• **REQUIRED ACTION**
Leaving out the pictures, please retype each record exactly.

• **INFORMATION PROVIDED**
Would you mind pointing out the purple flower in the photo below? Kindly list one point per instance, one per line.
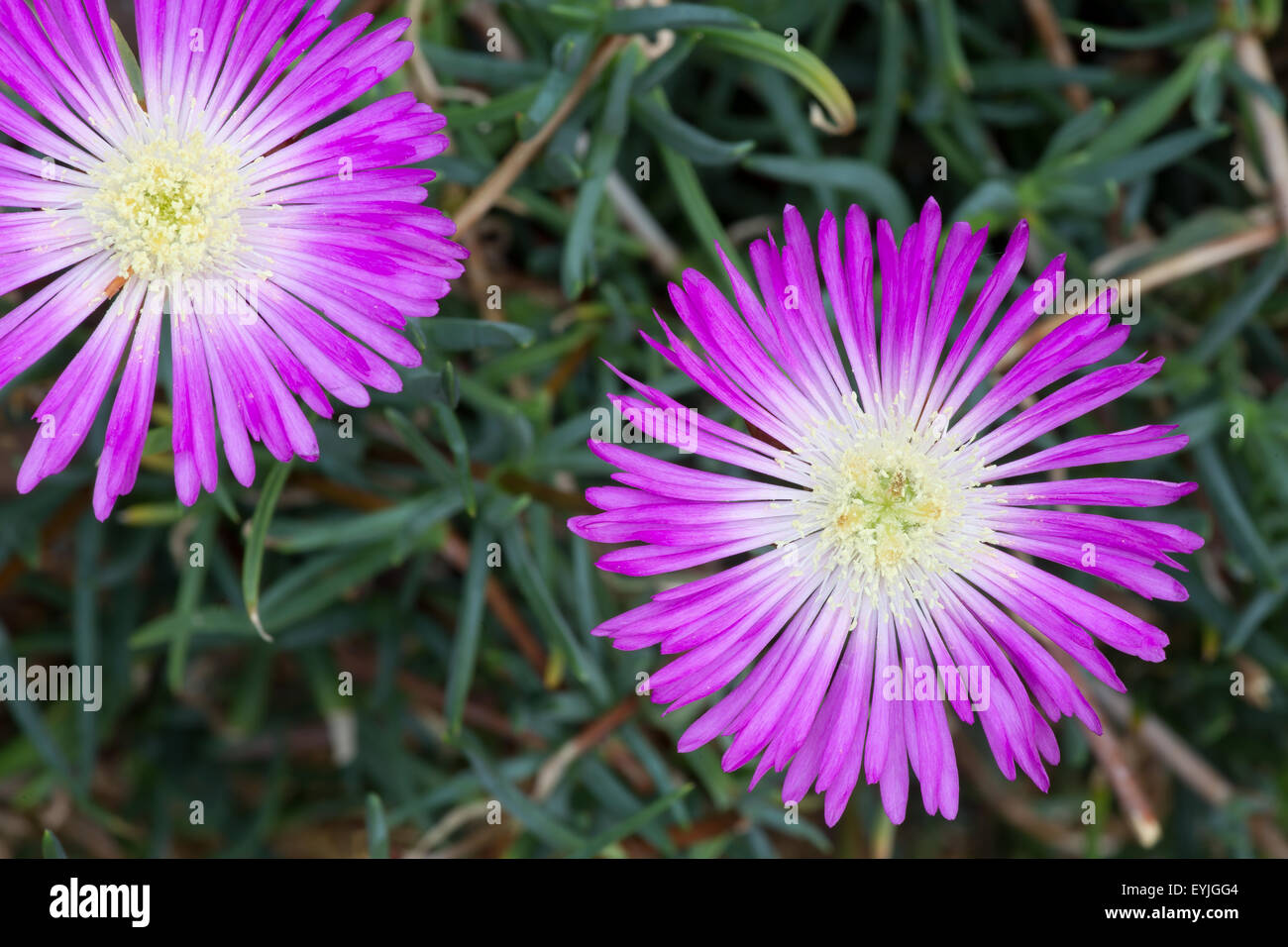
(284, 260)
(900, 518)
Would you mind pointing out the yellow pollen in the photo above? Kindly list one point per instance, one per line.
(887, 508)
(168, 206)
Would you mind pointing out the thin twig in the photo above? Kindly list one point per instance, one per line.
(1271, 131)
(526, 151)
(1047, 25)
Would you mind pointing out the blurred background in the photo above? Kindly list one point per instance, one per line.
(432, 688)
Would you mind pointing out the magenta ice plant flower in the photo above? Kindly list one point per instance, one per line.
(283, 253)
(894, 519)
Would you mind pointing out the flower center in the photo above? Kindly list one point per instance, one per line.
(883, 509)
(168, 206)
(887, 508)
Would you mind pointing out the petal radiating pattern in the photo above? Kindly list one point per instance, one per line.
(893, 508)
(282, 254)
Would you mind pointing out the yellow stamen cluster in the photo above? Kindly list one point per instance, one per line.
(887, 509)
(884, 508)
(167, 205)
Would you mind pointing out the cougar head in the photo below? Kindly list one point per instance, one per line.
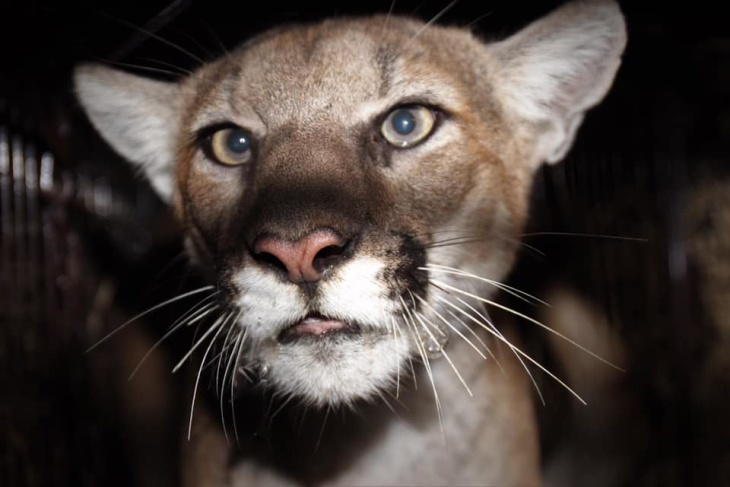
(355, 186)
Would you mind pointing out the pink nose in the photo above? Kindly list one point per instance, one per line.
(304, 260)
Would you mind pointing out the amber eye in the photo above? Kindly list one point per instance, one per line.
(230, 146)
(407, 126)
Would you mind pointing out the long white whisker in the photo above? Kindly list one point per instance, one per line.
(484, 319)
(531, 320)
(145, 313)
(215, 326)
(434, 19)
(504, 287)
(394, 329)
(418, 316)
(236, 360)
(209, 309)
(585, 235)
(220, 384)
(517, 350)
(476, 337)
(197, 379)
(452, 327)
(426, 364)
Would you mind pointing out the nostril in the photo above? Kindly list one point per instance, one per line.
(305, 259)
(270, 259)
(328, 256)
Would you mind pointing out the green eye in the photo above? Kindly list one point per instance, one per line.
(230, 146)
(407, 126)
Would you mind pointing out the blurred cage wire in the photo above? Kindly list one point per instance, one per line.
(70, 229)
(47, 299)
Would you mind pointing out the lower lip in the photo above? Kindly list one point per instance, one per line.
(316, 327)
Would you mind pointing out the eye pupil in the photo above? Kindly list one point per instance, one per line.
(238, 141)
(404, 122)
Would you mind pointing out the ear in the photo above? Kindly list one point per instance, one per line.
(556, 68)
(137, 116)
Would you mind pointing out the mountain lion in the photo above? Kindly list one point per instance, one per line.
(354, 191)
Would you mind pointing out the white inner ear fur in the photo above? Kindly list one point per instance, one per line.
(556, 68)
(137, 116)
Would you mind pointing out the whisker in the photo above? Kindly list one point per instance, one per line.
(152, 35)
(517, 350)
(387, 20)
(159, 342)
(197, 379)
(504, 287)
(477, 338)
(418, 316)
(149, 69)
(237, 354)
(531, 320)
(426, 364)
(179, 323)
(145, 313)
(488, 322)
(217, 325)
(394, 328)
(585, 235)
(434, 19)
(220, 384)
(452, 327)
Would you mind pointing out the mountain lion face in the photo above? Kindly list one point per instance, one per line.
(355, 188)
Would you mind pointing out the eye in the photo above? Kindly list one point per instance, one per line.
(407, 126)
(230, 146)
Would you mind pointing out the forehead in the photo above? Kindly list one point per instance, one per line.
(338, 68)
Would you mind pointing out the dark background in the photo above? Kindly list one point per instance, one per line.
(641, 158)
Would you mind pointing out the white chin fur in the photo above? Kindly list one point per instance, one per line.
(337, 370)
(333, 370)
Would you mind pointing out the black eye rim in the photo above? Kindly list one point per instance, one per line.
(439, 115)
(204, 140)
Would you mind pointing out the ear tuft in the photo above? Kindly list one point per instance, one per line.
(556, 68)
(137, 116)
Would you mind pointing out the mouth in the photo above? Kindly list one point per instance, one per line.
(315, 327)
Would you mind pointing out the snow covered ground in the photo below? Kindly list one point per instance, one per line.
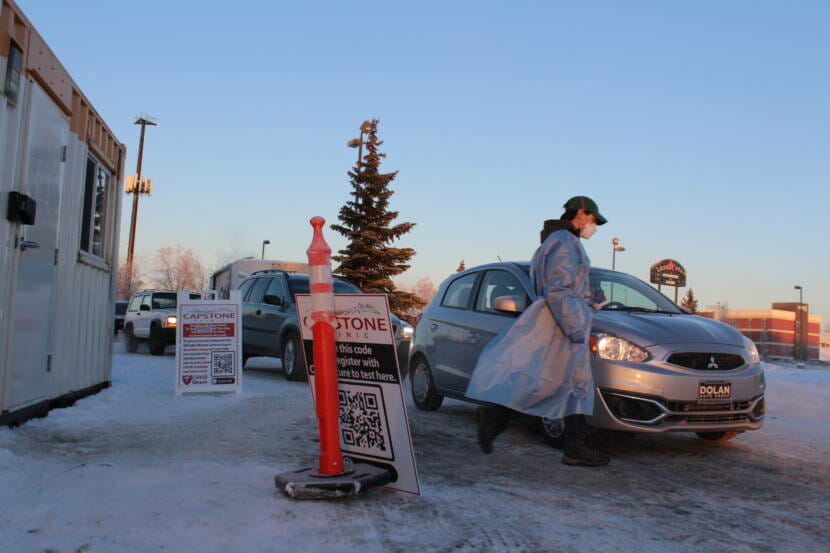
(135, 469)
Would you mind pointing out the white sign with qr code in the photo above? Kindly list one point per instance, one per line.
(373, 423)
(208, 344)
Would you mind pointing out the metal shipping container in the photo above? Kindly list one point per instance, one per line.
(60, 170)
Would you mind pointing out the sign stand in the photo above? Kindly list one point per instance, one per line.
(335, 477)
(670, 273)
(208, 344)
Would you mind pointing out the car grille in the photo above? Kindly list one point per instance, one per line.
(707, 361)
(650, 411)
(697, 412)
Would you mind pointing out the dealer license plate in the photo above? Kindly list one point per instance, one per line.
(714, 392)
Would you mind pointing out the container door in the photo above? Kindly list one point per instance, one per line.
(33, 315)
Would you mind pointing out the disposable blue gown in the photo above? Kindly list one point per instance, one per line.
(533, 366)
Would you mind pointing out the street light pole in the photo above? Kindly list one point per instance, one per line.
(615, 247)
(138, 189)
(799, 322)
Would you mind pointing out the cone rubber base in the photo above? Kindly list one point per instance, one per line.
(309, 484)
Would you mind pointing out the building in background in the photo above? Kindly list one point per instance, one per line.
(60, 170)
(777, 332)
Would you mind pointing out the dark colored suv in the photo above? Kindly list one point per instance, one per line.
(271, 327)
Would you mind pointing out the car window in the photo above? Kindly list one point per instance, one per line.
(244, 287)
(258, 291)
(276, 288)
(495, 284)
(164, 300)
(625, 292)
(135, 301)
(459, 291)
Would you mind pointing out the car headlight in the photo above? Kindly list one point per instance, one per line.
(614, 348)
(752, 351)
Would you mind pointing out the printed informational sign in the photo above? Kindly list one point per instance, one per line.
(208, 344)
(668, 272)
(373, 422)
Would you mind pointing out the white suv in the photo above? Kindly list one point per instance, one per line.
(151, 316)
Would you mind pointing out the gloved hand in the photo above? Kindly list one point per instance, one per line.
(577, 338)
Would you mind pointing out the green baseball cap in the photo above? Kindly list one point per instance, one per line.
(586, 203)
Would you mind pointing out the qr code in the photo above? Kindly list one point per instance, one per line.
(363, 425)
(221, 363)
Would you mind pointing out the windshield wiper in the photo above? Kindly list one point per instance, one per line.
(640, 310)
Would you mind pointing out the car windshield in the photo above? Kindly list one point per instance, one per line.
(622, 292)
(164, 300)
(299, 285)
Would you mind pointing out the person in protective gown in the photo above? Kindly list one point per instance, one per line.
(541, 365)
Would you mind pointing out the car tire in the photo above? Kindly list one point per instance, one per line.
(553, 431)
(424, 393)
(718, 436)
(293, 359)
(131, 341)
(156, 342)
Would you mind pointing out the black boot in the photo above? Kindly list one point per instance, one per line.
(578, 453)
(491, 422)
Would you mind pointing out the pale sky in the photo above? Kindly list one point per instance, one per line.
(700, 128)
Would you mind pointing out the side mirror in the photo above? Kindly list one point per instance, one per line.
(273, 300)
(510, 304)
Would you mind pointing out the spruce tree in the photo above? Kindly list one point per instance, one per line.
(689, 301)
(369, 260)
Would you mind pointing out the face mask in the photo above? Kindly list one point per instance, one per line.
(588, 230)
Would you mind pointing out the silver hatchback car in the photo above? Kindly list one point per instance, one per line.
(656, 368)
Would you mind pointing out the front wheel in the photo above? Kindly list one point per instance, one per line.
(292, 358)
(553, 431)
(424, 394)
(718, 436)
(132, 341)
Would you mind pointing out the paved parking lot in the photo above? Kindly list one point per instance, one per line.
(138, 469)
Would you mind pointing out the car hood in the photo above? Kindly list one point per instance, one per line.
(649, 329)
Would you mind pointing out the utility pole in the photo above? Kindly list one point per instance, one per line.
(137, 187)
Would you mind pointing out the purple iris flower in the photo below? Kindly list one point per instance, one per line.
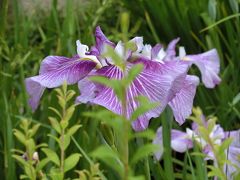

• **SOLUTION FOR THIS TASK**
Would you mind pointing out the purple flower in the photo below? Kindly list one point per instance, one per line.
(284, 260)
(900, 518)
Would you mind pointing out the yellow pollen in the photo above? Kindly list one point per instance, one per line.
(887, 508)
(168, 206)
Would you mind pointing out the thin twig in the photo above? Kindly list one point per instance, one per line.
(1271, 131)
(526, 151)
(1047, 25)
Would you mind pointing out the blurred background in the photo above? Kindly list one point per instance, one per line.
(432, 688)
Would you mind pointing out the magenta ice plant flower in the photo above? Kindly list one point per instance, one per line.
(283, 253)
(894, 519)
Would you mind pointing out the flower center in the photo above? Kindly list one point per instance, one per line.
(883, 509)
(168, 206)
(887, 508)
Would you mind pointing out the petal radiating pattern in the photo above? Kindly list one point per instance, one per line.
(893, 508)
(282, 254)
Would you mind pointing out the yellow stamen cluster in the photo above? Kindly list one point per instance, one per line.
(887, 509)
(884, 508)
(167, 205)
Would you mind pointing out the cougar head in the photo below? Kindly list one point per instance, one per line.
(355, 186)
Would you mind pointing out the pink nose in the photo above? Kindly list one point per instance, one per line.
(304, 260)
Would you mind pointing out the amber eye in the photo above? Kindly list one point per instance, one per line.
(230, 146)
(407, 126)
Would you mind pointing out the long white whisker in the photo above? Kindly list one point per instance, one per line.
(484, 319)
(531, 320)
(145, 313)
(215, 326)
(434, 19)
(504, 287)
(394, 329)
(418, 316)
(236, 360)
(209, 309)
(585, 235)
(220, 384)
(517, 350)
(476, 337)
(197, 379)
(452, 327)
(426, 364)
Would you mind pointing out the nostril in the photo above? Kindly list one point per instance, one per line.
(305, 259)
(270, 259)
(328, 256)
Would you mind pointing out the green eye in the photo above? Kindly list one point per instance, one per line.
(230, 146)
(407, 126)
Would you mind pointing out the blurred cage wire in the photo above? Kindly list one point per instance, one per line.
(70, 229)
(47, 299)
Would you mind pointing out the lower lip in the photo above? Kindly list one point per instance, one per line.
(316, 327)
Would you mind pointing out the eye pupil in the photo above? Kindly list one point per instance, one per line.
(238, 141)
(404, 122)
Would you mind pointing out the ear in the photo above? Kindly list one point per instance, one per line.
(556, 68)
(137, 116)
Would you mind pointing out the mountain lion in the photo above? Kindly list one point per instance, one per line.
(354, 191)
Would you mind pointing out the white inner ear fur in the photo above? Kindly list one point per instance, one per line.
(556, 68)
(137, 116)
Would you mind pointing out the whisker in the photo above? Kindly list one point per instance, one per line.
(152, 35)
(517, 350)
(387, 20)
(159, 342)
(197, 379)
(504, 287)
(477, 338)
(418, 316)
(149, 69)
(237, 354)
(531, 320)
(426, 364)
(179, 323)
(145, 313)
(488, 322)
(217, 325)
(394, 328)
(585, 235)
(434, 19)
(220, 384)
(452, 327)
Would you mind pointing out the mountain lion face in the photo above? Kindly list one point per instance, one per line.
(355, 188)
Would you mind pointing out the eye in the photo above? Kindly list one point per instance, one per line.
(407, 126)
(230, 146)
Would you mind pointing out the forehead in the photo above? Kindly list one point per instance, one per line.
(338, 68)
Would you mind pointing out the dark background in the photo above? Kindly list one point per instance, one per line.
(641, 158)
Would you mind pointing out the white chin fur in the photo above? Kindly list one point per instance, one per line.
(337, 370)
(333, 370)
Would you mind pointing out the black eye rim in the photo above? Kindly list one point per instance, one per line.
(439, 115)
(204, 140)
Would you mind pointing out the ear tuft in the photo above? Kindly list one point per instance, one per line.
(556, 68)
(137, 116)
Would you mind pointing out the mouth in the photo above? Kindly list one point per instance, one per line.
(315, 327)
Would you mind pointing out the snow covered ground in the photo below? Kindly list one point per instance, one per line.
(135, 469)
Would you mind pointing out the white sign with qr code in the photo above? Kindly list one point per instance, one per line.
(373, 423)
(208, 344)
Would you mind pointing out the metal shipping container in the photo above? Kindly list one point per instance, one per line.
(60, 170)
Would you mind pointing out the sign stand in the photo above? Kindly list one point per instance, one per line.
(335, 477)
(670, 273)
(208, 344)
Would you mind pointing out the car grille in the photo above? Kindly list one point per instance, one per line.
(707, 361)
(650, 411)
(697, 412)
Would you mind pointing out the dealer license plate in the photo above? Kindly list one point per instance, one per line.
(714, 392)
Would you mind pointing out the container door in the photo above? Kindly list one point per instance, one per line.
(33, 315)
Would you mind pointing out the disposable blue gown in the photo above? Kindly list one point per instance, one per line.
(533, 366)
Would you mind pointing out the street light pole in the photo above? Kindly list one point per instance, one per line.
(615, 247)
(138, 189)
(799, 322)
Would you mind pointing out the cone rubber base in the photo above? Kindly list one point per instance, one per line.
(309, 484)
Would you mind pointing out the building in background in the photo above? Kindly list one point per instance, one per line.
(60, 170)
(777, 332)
Would you mind pointing out the dark colored suv in the photo above? Kindly list one point per instance, one per line.
(271, 327)
Would you mind pointing out the car window in the photo above? Kindly list one point per instance, one per line.
(244, 287)
(258, 291)
(276, 288)
(495, 284)
(164, 300)
(625, 292)
(135, 301)
(459, 291)
Would you mind pointing out the car headlight in the photo above? Kindly list one point per instance, one per line.
(614, 348)
(752, 351)
Would you mind pointing out the printed informational sign in the photo above? Kindly list one point per instance, one per line.
(208, 344)
(668, 272)
(373, 422)
Would you mind pointing out the white suv in the photo above? Kindly list one point per instance, one per line.
(151, 316)
Would you mind pointing out the gloved hand in the photo above? Kindly list one point per instance, one per line.
(577, 338)
Would you mind pointing out the green baseball cap in the photo above? Kindly list one point per instance, one per line.
(586, 203)
Would you mind pointing out the qr code in the photo above? Kindly list one point per instance, one per line.
(363, 425)
(221, 363)
Would you mind pointing out the windshield wiper in the photo above? Kindly list one point per instance, one per line.
(640, 310)
Would you mind pointing out the car windshield in the photo above? Kindly list one point per instance, one per line.
(622, 292)
(164, 300)
(299, 285)
Would you mind pointing out the person in protective gown in the photo above? Kindly list one point per instance, one per line.
(541, 365)
Would you mind pointing out the car tire in the photo above? Kindly list one point per instance, one per line.
(553, 431)
(424, 393)
(718, 436)
(293, 359)
(131, 341)
(156, 342)
Would you mind pointing out the black boot in the photo above? Kindly list one point per instance, one per line.
(578, 453)
(491, 422)
Would you mind pointing out the pale sky in the photo above? Kindly list one point per instance, one per line.
(700, 128)
Would you mind pointing out the side mirror in the photo above? Kindly list one point per instance, one per line.
(273, 300)
(510, 304)
Would you mind pointing out the spruce tree in the photo above? Kindly list one point per instance, one per line.
(689, 301)
(369, 260)
Would you mind pointing out the face mask in the photo above? Kindly list one point per instance, one per line.
(588, 230)
Would you mind pointing out the silver hatchback car in the photo above? Kindly list one point per instance, one per line.
(656, 368)
Would you mind pointing out the front wheel in the photo above? Kindly list one point per instance, one per line.
(292, 358)
(553, 431)
(424, 394)
(718, 436)
(132, 341)
Would you mind pointing out the paved parking lot in the photo above? Kindly list one point per instance, one per line.
(138, 469)
Would you mind pointing out the car hood in the photo above? Kindly list one point per instance, one per line.
(649, 329)
Would you mind pointing out the utility pole in the photo above? Kindly list one point per instance, one per line.
(137, 187)
Would you mind pointing out the purple iris flower in the photo below? Kindly list one point per instance, one per line.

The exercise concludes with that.